しかし、まだ不明な点も多く、謎が多いのです。
社会福祉士試験では、明らかになっている部分について出題されます。
解釈が分かれる問題は出題されません。
上記の過去問を参考に、よくある素朴な疑問をまとめました。
Q1. 病気ではなく障害?
A1.「病気説」、「障害説」、「どちらでもない説」の3種類がある。
ASDは個人差が大きいため症状もさまざま。
最終的にDr.が判断することです。
いずれにしても、発達障害の一種に分類されていることに間違いありません。
症状の重さや支援の必要性に応じて、診断も変わってくるのかと思います。
近年、HSPの例に見られるように、ASDは個性の一種とみなされ、病気にも障害にも当てはまらないとする説もあります。
前述した通り、解釈が分かれる問題は出題されません。
試験対策としては、病気か障害か?という観点は重要ではありません。
どのような症状があるのか?という点に的を絞って対策をすると良いでしょう。

=== 表示情報 ===
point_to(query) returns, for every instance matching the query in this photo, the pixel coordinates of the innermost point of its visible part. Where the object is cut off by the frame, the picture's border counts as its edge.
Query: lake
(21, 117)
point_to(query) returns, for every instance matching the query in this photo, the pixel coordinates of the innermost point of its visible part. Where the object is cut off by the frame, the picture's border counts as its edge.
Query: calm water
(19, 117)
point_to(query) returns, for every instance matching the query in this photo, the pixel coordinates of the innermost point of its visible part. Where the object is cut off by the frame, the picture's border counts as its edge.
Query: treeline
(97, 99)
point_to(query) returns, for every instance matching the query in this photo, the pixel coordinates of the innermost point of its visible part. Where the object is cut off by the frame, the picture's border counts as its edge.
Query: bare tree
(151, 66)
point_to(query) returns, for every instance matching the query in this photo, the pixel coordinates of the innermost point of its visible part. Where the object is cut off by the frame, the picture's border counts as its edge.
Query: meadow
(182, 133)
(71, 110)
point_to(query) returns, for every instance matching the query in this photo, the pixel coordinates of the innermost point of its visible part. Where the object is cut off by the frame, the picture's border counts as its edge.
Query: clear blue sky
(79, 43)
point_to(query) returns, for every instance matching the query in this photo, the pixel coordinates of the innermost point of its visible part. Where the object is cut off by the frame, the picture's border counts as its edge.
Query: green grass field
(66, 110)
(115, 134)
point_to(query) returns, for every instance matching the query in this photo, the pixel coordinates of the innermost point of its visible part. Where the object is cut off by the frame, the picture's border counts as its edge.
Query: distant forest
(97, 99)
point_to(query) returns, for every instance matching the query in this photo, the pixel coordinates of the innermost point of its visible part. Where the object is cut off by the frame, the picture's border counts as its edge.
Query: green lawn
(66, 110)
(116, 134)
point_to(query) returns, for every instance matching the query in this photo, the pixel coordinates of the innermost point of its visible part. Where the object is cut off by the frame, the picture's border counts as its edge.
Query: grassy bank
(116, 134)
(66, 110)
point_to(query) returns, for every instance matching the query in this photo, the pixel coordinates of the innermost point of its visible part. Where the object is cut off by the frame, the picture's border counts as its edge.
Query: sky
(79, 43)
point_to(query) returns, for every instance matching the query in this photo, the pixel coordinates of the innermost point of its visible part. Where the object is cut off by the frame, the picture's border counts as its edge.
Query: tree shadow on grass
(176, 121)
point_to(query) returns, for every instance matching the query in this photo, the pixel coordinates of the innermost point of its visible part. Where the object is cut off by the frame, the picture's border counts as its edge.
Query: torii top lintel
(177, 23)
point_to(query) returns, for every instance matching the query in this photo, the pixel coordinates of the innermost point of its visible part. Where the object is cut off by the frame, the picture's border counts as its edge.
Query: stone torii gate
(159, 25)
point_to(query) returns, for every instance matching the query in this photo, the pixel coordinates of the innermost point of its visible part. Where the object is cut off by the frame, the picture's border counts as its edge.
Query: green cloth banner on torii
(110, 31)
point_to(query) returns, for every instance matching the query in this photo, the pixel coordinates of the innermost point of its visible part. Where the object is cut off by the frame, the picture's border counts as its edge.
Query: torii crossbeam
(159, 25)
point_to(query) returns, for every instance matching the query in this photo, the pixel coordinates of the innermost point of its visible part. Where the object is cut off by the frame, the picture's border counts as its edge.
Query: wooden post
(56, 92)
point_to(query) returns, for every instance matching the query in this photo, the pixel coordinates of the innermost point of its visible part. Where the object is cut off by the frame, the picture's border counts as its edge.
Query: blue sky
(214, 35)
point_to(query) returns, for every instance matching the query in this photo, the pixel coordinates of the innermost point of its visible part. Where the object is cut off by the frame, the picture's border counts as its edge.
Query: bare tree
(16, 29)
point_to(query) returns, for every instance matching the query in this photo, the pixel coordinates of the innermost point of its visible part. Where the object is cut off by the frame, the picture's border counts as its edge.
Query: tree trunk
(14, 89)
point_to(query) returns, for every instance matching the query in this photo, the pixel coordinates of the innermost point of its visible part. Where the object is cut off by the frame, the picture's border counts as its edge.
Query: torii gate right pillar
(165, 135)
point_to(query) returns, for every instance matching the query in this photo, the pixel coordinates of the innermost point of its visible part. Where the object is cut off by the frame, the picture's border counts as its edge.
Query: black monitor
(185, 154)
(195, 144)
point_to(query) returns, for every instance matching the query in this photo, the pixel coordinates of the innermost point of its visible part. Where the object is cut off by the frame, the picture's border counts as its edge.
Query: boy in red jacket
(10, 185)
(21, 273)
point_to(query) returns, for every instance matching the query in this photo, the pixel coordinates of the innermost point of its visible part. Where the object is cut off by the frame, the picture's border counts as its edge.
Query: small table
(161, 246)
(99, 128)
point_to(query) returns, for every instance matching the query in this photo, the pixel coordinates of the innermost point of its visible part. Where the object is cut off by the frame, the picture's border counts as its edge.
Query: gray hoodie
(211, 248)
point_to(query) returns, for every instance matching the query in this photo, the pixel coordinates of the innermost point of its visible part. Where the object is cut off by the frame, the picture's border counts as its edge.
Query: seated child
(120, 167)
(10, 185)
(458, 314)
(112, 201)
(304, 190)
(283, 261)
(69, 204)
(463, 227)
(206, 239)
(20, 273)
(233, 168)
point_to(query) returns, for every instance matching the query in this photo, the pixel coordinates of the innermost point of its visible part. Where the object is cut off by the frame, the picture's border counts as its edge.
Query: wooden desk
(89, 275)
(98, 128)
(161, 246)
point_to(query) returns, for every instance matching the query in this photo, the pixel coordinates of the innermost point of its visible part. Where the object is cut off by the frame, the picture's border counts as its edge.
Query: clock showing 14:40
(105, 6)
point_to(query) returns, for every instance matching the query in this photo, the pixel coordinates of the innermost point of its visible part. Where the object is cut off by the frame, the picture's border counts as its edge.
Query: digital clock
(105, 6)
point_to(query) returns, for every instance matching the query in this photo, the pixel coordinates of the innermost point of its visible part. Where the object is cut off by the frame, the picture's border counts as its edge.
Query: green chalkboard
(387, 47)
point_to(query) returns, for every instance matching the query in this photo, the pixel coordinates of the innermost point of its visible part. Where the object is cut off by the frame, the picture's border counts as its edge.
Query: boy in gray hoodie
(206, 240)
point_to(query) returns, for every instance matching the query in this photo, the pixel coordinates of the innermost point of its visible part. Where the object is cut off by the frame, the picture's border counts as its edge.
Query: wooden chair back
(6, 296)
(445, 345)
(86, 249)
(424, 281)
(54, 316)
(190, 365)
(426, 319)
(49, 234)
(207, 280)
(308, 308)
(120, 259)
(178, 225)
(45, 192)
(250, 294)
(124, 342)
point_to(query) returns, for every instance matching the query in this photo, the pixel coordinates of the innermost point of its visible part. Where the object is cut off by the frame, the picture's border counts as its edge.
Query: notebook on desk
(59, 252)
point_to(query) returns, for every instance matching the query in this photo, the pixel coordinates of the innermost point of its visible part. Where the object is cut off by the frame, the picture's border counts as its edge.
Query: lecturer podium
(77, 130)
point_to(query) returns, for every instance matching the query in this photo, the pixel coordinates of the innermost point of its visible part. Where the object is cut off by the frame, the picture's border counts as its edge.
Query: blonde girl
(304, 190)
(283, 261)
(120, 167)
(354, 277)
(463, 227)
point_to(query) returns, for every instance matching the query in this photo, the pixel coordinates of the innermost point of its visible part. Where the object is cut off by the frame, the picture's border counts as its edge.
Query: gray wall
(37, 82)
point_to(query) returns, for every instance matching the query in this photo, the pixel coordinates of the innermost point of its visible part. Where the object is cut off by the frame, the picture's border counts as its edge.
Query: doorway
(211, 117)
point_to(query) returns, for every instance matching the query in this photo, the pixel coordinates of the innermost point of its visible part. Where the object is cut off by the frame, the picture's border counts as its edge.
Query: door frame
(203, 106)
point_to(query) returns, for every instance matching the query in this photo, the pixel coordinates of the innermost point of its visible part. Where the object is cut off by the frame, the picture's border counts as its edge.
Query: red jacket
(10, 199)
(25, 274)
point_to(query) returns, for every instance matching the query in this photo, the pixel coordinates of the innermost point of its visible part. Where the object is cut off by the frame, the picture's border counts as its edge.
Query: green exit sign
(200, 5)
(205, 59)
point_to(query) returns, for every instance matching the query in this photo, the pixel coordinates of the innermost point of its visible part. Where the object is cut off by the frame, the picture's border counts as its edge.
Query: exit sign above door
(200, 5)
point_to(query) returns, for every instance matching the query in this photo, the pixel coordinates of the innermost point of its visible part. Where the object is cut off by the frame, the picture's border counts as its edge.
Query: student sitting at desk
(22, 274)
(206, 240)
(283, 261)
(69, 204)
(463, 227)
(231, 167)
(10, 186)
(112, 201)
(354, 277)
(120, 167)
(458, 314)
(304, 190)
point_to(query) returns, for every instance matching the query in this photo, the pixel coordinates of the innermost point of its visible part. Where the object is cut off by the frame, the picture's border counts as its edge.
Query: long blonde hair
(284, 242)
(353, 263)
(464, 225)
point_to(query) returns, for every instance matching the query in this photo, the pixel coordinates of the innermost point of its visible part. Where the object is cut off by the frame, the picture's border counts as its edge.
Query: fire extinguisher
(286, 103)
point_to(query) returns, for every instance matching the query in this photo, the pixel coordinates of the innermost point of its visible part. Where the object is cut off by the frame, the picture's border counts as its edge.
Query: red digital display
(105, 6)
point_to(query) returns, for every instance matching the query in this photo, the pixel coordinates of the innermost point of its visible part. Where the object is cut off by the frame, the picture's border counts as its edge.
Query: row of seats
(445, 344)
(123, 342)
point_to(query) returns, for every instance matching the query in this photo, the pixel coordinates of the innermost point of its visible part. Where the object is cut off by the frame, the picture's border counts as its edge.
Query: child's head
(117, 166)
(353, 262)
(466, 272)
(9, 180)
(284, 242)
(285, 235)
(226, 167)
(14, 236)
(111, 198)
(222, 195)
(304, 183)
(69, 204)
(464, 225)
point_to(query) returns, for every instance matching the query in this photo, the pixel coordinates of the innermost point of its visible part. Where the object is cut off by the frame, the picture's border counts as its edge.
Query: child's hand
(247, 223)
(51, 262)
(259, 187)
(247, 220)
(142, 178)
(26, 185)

=== 課題 ===
抜粋の「社会福祉士試験では、明らかになっている部分について出題されます。」から「前述した通り、解釈が分かれる問題は出題されません。」までを、一字一句違えずに書き写しなさい。 項目は参照しなくてかまいません。

=== 解答例 ===
社会福祉士試験では、明らかになっている部分について出題されます。
解釈が分かれる問題は出題されません。
上記の過去問を参考に、よくある素朴な疑問をまとめました。
Q1. 病気ではなく障害?
A1.「病気説」、「障害説」、「どちらでもない説」の3種類がある。
ASDは個人差が大きいため症状もさまざま。
最終的にDr.が判断することです。
いずれにしても、発達障害の一種に分類されていることに間違いありません。
症状の重さや支援の必要性に応じて、診断も変わってくるのかと思います。
近年、HSPの例に見られるように、ASDは個性の一種とみなされ、病気にも障害にも当てはまらないとする説もあります。
前述した通り、解釈が分かれる問題は出題されません。